(Phrase grounding data)
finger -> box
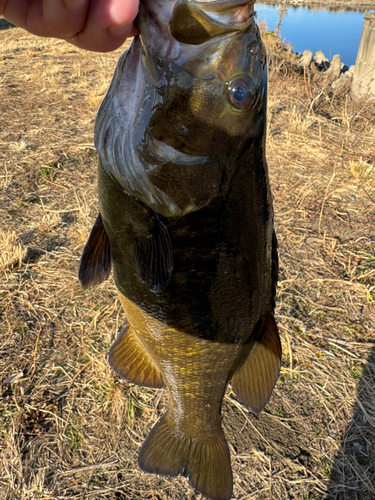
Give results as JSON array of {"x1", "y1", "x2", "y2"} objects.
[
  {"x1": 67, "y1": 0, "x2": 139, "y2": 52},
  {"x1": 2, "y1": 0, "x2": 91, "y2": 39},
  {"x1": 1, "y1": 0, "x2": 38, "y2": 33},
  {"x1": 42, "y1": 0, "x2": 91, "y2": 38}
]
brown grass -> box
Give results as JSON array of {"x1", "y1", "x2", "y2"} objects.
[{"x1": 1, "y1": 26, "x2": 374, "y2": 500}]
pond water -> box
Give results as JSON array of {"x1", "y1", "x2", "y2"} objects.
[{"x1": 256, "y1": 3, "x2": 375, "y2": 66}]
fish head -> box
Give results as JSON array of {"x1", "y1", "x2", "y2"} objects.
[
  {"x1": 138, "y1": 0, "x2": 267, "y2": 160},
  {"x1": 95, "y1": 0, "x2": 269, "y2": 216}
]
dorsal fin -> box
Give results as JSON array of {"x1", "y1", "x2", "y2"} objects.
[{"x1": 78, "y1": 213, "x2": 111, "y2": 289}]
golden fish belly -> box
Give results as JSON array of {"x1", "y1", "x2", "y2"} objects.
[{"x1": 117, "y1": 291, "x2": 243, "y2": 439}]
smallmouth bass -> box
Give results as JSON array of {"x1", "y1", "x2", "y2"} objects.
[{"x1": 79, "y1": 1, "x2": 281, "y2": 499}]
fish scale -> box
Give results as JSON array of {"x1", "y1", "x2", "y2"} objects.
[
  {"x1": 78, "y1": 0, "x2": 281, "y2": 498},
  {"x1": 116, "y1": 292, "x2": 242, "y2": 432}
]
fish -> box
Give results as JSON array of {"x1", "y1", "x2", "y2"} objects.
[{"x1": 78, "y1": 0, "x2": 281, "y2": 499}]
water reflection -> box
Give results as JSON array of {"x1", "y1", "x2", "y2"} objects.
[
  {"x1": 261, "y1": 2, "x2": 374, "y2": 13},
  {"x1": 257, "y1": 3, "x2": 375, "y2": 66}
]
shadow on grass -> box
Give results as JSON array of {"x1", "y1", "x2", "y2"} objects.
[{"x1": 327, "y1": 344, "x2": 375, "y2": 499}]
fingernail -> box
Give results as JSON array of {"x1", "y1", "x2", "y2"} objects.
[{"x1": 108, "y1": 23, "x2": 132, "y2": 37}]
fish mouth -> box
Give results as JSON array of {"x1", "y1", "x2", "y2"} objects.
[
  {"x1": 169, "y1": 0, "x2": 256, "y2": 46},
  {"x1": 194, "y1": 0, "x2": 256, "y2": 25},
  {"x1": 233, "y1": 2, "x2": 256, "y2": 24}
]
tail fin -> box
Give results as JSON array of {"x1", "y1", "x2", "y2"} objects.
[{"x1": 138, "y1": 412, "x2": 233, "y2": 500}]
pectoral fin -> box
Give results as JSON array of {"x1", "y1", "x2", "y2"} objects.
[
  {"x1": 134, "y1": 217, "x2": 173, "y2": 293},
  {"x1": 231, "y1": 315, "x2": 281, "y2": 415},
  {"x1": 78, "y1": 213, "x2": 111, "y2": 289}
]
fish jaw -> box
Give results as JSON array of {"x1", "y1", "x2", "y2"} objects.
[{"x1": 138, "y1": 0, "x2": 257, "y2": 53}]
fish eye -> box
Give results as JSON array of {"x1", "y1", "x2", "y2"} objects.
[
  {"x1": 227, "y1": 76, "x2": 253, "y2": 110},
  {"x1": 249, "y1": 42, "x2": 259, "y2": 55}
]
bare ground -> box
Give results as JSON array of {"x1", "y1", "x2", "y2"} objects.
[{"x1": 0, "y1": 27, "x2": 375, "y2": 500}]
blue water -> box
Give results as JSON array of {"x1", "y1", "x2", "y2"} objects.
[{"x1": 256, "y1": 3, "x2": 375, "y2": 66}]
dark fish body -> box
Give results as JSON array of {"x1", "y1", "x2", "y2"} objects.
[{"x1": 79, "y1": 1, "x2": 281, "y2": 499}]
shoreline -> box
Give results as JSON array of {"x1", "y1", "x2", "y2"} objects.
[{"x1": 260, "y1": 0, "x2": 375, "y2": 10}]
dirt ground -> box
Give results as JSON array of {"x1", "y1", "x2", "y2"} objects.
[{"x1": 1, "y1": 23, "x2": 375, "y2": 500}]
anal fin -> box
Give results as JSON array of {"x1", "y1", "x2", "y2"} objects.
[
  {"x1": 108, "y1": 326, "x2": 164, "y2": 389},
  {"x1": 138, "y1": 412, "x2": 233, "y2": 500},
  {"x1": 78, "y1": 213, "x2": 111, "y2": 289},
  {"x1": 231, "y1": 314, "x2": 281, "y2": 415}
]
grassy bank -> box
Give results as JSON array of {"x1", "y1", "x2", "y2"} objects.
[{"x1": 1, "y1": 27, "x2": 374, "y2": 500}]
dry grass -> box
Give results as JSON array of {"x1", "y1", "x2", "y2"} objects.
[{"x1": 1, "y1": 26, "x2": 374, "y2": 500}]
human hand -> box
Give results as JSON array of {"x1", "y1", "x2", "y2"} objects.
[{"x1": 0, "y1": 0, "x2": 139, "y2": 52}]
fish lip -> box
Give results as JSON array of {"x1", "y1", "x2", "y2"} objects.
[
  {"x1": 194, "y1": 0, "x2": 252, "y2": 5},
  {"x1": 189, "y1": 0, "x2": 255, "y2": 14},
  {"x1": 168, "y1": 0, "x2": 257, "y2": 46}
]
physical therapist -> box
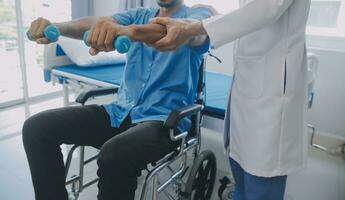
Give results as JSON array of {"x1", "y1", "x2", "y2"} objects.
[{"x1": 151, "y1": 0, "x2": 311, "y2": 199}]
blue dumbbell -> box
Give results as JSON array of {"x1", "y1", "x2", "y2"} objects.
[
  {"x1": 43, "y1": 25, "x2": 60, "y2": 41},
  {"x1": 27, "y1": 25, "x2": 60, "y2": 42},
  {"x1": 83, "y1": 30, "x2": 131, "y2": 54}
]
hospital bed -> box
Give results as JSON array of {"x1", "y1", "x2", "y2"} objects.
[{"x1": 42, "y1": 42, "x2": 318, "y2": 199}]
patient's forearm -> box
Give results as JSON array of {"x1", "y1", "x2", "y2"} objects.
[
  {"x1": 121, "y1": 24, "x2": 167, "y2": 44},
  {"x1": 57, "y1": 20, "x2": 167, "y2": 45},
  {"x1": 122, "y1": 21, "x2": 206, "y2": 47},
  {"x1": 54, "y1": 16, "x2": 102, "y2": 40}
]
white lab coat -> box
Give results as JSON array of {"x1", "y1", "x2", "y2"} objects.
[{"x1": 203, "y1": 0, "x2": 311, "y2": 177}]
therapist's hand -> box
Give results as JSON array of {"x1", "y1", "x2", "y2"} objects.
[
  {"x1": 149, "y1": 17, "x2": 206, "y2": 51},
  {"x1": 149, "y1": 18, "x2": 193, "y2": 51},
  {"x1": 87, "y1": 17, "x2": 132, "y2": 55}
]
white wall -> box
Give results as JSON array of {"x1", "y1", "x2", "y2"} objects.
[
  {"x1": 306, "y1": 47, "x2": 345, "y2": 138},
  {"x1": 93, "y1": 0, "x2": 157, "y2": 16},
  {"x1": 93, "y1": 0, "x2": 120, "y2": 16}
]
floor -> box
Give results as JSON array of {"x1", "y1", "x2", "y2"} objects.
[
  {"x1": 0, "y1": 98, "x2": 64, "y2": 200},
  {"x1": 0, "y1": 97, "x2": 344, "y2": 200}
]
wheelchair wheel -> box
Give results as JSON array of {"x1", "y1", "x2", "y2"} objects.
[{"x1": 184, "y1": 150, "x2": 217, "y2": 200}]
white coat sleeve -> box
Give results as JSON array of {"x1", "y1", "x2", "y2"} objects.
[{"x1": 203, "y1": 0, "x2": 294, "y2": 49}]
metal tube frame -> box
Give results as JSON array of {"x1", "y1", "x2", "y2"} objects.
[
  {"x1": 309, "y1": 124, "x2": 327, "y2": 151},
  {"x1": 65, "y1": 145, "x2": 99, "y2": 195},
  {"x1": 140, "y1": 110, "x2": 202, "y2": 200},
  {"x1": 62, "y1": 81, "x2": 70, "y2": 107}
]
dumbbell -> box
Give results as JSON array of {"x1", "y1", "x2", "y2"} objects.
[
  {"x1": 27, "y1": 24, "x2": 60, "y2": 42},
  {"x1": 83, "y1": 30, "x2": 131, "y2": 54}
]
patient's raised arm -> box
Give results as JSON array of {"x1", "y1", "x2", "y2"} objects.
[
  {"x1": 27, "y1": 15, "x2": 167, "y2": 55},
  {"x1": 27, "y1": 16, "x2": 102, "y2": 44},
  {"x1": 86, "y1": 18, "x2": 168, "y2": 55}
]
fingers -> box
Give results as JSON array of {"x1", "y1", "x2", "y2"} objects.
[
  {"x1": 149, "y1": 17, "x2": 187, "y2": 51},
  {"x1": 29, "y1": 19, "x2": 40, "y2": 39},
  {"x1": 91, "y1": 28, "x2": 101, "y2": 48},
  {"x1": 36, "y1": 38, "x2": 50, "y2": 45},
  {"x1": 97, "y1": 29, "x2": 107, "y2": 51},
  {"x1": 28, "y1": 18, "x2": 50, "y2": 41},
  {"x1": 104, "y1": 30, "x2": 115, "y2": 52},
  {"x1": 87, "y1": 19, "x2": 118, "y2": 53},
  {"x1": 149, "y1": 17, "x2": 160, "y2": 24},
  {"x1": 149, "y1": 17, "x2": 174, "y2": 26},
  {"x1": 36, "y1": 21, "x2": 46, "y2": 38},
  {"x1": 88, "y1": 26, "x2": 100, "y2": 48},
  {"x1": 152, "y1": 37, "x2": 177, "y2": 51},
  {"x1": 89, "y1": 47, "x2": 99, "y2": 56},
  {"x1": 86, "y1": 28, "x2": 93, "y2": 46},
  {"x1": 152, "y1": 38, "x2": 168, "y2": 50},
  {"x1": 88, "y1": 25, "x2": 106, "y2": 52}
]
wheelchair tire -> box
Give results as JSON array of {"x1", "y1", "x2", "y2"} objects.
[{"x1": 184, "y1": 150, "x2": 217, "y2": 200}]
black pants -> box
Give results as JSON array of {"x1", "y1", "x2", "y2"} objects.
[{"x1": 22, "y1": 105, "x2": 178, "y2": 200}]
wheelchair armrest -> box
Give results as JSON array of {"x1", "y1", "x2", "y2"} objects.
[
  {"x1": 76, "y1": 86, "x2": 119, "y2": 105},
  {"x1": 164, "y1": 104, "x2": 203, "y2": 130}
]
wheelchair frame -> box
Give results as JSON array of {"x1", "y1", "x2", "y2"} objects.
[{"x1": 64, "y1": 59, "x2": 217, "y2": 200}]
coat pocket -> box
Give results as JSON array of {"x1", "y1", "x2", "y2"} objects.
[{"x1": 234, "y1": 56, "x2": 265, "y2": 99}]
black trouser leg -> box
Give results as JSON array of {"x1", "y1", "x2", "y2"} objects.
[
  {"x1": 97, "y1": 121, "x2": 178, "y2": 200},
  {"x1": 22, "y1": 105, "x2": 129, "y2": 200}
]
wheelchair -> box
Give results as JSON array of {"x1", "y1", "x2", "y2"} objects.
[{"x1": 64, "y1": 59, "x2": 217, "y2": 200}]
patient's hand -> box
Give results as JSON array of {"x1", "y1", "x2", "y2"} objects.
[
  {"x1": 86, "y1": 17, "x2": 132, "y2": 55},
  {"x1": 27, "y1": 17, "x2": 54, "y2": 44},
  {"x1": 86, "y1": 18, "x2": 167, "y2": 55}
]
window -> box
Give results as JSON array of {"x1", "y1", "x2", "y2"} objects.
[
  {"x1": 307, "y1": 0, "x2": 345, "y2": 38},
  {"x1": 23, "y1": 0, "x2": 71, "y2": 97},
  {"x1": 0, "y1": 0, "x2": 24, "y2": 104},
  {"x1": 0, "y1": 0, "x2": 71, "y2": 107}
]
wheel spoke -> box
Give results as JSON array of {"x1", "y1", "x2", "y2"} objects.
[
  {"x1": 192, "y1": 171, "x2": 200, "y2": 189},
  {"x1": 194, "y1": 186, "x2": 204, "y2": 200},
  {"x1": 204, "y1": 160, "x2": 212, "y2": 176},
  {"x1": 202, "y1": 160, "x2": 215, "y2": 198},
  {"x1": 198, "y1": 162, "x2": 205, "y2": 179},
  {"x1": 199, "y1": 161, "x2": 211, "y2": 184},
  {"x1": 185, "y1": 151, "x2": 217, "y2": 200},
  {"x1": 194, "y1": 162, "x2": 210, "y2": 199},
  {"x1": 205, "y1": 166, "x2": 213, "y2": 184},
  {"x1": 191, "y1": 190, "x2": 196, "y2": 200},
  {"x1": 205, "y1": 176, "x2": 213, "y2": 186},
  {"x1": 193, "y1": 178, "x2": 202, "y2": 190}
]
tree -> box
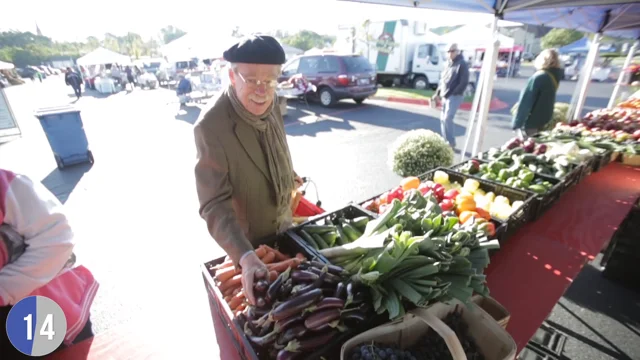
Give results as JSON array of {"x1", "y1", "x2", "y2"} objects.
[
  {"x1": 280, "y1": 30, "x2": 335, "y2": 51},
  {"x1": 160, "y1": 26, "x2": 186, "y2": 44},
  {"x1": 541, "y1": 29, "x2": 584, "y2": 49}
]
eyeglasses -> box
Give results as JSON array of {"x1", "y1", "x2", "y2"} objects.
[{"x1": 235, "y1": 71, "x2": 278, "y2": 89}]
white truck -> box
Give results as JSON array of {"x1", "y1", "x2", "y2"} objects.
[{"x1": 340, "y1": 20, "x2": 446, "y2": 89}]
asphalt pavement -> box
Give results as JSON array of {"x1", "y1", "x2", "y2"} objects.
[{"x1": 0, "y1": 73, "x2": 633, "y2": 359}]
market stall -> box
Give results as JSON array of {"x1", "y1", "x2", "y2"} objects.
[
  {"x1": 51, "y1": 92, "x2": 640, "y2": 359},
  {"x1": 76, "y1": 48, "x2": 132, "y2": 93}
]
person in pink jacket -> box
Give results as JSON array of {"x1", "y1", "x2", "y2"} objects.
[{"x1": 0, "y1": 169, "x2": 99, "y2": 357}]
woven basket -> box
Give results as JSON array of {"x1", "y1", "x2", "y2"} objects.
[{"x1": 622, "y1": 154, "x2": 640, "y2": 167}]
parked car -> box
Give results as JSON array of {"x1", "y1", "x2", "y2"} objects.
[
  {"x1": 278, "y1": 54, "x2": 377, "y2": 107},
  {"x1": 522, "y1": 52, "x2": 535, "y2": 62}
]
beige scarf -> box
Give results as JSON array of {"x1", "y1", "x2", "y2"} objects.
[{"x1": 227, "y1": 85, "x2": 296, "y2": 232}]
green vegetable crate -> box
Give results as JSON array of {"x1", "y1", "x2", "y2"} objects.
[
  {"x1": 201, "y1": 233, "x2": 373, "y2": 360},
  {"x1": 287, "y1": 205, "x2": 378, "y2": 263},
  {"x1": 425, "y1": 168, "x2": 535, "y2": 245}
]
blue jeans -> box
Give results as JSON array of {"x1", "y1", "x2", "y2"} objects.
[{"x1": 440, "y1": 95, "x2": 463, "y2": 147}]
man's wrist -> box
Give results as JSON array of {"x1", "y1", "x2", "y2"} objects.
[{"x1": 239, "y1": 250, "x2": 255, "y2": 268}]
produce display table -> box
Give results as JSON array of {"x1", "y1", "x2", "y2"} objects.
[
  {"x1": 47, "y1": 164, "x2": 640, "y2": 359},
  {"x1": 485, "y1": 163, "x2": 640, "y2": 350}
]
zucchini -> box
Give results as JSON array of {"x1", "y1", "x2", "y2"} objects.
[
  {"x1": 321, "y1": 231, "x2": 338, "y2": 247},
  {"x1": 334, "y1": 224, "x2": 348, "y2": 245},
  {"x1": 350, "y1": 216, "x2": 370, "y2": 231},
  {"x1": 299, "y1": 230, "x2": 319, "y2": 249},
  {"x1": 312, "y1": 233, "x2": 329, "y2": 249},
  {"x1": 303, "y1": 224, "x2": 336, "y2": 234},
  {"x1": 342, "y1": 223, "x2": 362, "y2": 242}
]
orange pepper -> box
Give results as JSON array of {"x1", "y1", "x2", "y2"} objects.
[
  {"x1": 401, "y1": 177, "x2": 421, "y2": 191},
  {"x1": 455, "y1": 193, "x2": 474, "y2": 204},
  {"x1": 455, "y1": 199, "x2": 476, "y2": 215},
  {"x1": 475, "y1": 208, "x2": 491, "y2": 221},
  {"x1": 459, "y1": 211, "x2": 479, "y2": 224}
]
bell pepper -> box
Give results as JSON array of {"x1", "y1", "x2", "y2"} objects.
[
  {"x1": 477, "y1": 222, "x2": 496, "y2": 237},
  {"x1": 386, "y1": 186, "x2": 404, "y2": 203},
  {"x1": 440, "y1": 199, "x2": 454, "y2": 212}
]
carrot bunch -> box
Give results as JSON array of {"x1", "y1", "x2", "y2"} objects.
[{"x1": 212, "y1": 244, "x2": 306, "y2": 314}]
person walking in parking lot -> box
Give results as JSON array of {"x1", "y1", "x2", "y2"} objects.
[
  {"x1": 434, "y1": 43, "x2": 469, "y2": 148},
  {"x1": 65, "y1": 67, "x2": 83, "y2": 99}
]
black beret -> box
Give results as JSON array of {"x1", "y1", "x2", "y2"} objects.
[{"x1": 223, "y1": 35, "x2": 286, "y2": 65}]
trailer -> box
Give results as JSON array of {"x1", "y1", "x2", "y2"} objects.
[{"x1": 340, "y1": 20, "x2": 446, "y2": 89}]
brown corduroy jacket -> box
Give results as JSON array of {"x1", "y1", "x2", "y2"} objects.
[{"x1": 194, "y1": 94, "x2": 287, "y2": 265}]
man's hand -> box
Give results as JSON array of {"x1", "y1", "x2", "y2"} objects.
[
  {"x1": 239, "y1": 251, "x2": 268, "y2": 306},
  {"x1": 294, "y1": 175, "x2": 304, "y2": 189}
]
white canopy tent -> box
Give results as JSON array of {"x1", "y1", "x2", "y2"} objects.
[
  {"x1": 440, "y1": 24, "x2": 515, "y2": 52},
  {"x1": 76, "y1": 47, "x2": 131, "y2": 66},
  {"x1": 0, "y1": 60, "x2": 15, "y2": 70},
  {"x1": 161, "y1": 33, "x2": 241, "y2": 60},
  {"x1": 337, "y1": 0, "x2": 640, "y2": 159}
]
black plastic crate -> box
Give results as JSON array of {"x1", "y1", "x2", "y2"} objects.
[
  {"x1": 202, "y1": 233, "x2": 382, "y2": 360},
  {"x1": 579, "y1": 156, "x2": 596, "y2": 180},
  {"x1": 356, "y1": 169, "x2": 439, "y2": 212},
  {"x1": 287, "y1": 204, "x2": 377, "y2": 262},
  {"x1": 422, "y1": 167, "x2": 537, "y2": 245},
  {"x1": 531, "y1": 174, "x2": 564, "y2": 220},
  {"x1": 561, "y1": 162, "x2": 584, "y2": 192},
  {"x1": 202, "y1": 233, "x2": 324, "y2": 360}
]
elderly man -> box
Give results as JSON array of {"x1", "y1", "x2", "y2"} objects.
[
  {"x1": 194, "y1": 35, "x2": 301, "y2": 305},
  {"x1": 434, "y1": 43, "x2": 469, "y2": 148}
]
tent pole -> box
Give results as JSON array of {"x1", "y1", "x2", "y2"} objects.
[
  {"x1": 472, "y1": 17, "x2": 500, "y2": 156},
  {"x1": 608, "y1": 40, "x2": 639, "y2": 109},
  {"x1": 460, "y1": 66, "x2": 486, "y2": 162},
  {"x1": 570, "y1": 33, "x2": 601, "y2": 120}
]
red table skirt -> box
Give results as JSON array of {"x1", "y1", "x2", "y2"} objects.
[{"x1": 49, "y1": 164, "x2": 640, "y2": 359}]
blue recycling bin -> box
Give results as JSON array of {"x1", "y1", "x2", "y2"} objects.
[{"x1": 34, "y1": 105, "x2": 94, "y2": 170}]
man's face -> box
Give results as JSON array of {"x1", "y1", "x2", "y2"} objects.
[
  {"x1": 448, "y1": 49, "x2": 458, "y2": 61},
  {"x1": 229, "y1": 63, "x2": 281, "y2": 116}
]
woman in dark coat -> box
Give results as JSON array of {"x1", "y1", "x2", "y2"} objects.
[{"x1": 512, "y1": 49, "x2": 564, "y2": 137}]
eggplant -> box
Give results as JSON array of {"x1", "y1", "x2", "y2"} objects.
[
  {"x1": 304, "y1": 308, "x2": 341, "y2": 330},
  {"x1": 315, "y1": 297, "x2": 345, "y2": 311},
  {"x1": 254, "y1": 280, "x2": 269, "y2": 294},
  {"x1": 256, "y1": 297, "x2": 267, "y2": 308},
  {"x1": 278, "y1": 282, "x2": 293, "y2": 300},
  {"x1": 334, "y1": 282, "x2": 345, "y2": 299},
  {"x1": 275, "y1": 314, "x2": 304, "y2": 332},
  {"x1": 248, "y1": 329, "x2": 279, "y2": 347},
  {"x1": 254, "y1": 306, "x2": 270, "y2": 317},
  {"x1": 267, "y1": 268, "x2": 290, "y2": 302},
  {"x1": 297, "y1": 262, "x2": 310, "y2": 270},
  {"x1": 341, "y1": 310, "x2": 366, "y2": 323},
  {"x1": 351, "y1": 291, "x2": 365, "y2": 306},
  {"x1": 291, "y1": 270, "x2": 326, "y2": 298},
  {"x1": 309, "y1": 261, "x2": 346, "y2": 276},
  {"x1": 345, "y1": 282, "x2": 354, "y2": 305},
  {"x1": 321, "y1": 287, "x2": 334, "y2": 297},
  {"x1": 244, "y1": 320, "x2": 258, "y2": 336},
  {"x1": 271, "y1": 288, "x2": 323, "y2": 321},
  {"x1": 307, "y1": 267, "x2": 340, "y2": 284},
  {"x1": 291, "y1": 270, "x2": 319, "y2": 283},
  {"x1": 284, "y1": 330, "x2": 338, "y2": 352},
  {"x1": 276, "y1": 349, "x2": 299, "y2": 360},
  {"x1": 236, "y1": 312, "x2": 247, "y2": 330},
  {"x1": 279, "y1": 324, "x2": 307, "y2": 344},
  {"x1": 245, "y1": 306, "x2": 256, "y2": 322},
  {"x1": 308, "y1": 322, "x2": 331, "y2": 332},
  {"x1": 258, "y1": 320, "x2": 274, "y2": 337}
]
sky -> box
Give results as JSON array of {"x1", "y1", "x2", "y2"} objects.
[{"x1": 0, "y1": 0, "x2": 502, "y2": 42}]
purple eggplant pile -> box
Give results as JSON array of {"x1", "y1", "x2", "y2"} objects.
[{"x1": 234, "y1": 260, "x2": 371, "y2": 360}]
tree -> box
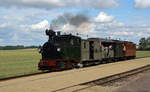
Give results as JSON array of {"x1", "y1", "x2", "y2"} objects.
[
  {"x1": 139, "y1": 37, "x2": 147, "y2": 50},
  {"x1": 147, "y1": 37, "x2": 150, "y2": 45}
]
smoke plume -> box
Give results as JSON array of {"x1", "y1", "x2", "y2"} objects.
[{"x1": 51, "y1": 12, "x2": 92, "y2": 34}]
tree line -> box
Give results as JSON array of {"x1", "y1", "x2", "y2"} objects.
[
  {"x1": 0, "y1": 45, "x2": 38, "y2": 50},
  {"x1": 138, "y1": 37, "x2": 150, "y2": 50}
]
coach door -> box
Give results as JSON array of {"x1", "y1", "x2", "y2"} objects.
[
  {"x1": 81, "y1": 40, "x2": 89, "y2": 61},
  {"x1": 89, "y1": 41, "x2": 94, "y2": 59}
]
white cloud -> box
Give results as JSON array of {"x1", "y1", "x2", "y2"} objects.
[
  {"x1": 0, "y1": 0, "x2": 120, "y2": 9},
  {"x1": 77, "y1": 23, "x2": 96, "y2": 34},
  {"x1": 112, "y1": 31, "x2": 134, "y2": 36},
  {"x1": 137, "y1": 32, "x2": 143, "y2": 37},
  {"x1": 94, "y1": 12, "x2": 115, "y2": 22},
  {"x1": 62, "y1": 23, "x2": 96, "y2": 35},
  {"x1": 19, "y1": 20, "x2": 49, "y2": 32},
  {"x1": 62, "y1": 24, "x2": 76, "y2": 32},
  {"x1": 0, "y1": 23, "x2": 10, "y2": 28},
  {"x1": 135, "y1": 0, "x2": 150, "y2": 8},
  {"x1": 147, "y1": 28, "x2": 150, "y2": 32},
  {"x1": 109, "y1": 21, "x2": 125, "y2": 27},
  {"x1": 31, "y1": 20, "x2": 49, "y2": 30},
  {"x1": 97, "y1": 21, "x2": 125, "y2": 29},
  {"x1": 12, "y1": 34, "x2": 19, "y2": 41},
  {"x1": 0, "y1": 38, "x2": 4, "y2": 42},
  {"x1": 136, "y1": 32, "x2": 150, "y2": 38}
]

◆ **Description of the task**
Transcribe exactly, please, the lines between the start of the records above and the line holding "fish -> box", counting both of those lines and omitting pictures.

◆ **Answer to this problem**
finger -> box
Give results as JSON array of {"x1", "y1", "x2", "y2"} objects.
[
  {"x1": 67, "y1": 0, "x2": 139, "y2": 52},
  {"x1": 2, "y1": 0, "x2": 91, "y2": 39},
  {"x1": 1, "y1": 0, "x2": 38, "y2": 33},
  {"x1": 42, "y1": 0, "x2": 91, "y2": 38}
]
brown grass -> box
Give results as JSON array of {"x1", "y1", "x2", "y2"} objects.
[{"x1": 1, "y1": 26, "x2": 374, "y2": 500}]
pond water -> box
Give results as JSON array of {"x1", "y1", "x2", "y2"} objects.
[{"x1": 256, "y1": 3, "x2": 375, "y2": 66}]
fish head -> box
Give results as JSON array of {"x1", "y1", "x2", "y2"} objects.
[
  {"x1": 138, "y1": 0, "x2": 267, "y2": 160},
  {"x1": 95, "y1": 0, "x2": 269, "y2": 216}
]
dorsal fin -> box
Give results as JSON array of {"x1", "y1", "x2", "y2"} objects.
[{"x1": 78, "y1": 213, "x2": 111, "y2": 289}]
golden fish belly -> box
Give results as JSON array of {"x1", "y1", "x2", "y2"} objects.
[{"x1": 117, "y1": 291, "x2": 243, "y2": 439}]
smallmouth bass -> box
Give results as JSON array of {"x1", "y1", "x2", "y2"} objects.
[{"x1": 79, "y1": 1, "x2": 281, "y2": 499}]
fish scale -> box
Give results as JSON array of {"x1", "y1", "x2", "y2"} objects.
[
  {"x1": 78, "y1": 0, "x2": 281, "y2": 498},
  {"x1": 116, "y1": 292, "x2": 242, "y2": 432}
]
fish -> box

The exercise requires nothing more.